The tech sector has been under a lot of pressure this year as rising interest rates drove investors toward more-conservative sectors. But that sell-off has also created some rare buying opportunities for patient investors who can stomach the near-term volatility.
So today, I'll examine a trio of promising tech stocks that could still generate market-beating returns over the next few decades -- The Trade Desk (TTD 0.69%), Datadog (DDOG 0.60%), and Microsoft (MSFT 0.58%) -- and explain why they're worth buying today.
1. The Trade Desk
As the world's largest independent demand-side platform for digital ads, The Trade Desk enables ad agencies, advertisers, and trade desks to bid on programmatic ad inventories. In its latest quarter, it served more than 1,000 customers and maintained a retention rate of over 95%.

• _Extracted entries_
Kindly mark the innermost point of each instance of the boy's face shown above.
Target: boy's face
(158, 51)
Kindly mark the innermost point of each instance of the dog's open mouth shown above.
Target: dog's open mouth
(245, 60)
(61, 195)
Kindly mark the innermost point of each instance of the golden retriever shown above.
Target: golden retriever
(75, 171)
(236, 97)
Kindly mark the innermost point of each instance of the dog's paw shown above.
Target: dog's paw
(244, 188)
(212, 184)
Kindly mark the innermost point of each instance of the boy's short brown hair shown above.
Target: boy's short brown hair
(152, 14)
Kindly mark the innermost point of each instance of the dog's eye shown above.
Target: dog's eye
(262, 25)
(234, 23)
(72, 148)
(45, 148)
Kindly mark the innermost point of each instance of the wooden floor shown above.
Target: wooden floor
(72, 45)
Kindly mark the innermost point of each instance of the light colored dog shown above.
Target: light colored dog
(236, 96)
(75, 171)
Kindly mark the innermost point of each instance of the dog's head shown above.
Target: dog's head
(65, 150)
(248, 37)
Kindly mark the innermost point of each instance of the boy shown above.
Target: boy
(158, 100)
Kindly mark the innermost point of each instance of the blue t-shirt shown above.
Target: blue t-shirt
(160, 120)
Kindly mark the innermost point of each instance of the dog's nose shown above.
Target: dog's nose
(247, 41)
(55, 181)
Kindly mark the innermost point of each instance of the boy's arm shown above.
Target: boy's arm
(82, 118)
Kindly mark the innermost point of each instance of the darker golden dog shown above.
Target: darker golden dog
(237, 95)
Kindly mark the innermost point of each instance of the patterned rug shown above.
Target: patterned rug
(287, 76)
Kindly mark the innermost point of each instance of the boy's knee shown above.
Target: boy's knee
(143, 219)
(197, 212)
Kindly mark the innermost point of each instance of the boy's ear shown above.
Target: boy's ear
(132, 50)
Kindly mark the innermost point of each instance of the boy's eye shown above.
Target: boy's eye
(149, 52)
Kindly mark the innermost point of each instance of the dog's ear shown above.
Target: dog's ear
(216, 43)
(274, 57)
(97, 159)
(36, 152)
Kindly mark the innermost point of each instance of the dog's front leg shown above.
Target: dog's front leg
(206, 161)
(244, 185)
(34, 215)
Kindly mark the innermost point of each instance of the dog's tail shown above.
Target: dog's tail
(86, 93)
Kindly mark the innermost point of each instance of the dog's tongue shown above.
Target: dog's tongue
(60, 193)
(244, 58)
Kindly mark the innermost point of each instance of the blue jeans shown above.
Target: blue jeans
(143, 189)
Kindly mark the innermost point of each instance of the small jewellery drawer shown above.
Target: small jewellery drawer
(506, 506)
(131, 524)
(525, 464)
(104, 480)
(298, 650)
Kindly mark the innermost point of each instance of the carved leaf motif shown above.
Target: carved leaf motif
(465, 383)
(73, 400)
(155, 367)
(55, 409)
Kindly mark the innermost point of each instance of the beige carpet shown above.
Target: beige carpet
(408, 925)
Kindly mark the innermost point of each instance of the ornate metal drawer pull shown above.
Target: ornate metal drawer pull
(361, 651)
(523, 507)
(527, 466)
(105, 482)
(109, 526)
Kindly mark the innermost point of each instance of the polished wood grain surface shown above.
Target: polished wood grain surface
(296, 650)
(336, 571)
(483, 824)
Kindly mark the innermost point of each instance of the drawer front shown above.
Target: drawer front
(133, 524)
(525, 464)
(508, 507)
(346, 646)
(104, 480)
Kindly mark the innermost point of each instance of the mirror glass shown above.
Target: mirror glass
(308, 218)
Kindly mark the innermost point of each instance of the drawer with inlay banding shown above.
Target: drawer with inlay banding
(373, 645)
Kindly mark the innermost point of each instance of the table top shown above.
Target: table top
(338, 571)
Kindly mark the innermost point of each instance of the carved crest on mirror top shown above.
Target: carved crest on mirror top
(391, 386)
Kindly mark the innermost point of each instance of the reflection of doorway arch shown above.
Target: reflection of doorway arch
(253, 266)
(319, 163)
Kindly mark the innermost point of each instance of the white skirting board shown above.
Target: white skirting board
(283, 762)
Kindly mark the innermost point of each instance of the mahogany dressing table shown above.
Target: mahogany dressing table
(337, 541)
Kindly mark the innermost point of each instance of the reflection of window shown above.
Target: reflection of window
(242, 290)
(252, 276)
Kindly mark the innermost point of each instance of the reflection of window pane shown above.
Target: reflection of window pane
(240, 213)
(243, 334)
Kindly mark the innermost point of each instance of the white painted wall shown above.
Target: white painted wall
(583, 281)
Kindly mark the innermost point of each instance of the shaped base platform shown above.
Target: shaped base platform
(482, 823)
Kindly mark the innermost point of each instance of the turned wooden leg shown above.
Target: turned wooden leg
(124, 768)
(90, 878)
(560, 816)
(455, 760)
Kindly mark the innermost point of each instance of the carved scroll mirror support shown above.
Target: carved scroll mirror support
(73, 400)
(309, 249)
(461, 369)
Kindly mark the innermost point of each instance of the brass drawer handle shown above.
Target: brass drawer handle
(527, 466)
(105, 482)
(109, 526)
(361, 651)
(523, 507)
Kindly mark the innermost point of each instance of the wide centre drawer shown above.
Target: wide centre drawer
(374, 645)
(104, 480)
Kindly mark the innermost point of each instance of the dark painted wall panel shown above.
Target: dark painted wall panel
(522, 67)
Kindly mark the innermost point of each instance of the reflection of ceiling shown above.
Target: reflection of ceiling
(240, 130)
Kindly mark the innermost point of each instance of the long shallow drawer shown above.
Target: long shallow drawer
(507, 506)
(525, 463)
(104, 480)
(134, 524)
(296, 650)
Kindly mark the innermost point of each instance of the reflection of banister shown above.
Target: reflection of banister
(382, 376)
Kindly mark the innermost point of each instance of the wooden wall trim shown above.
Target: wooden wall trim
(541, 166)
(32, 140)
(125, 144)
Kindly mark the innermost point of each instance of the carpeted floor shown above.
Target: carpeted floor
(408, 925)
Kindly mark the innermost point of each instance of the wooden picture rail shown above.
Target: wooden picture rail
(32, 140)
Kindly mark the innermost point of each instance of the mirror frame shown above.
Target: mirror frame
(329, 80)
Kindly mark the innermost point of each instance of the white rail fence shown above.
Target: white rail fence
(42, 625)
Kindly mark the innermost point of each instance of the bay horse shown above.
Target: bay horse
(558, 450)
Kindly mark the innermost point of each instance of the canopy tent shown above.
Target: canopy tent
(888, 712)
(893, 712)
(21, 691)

• _Aim of the task_
List each company that the tech stocks passage above names as a stock worth buying, with its ticker symbol.

• _Task answer_
The Trade Desk (TTD), Datadog (DDOG), Microsoft (MSFT)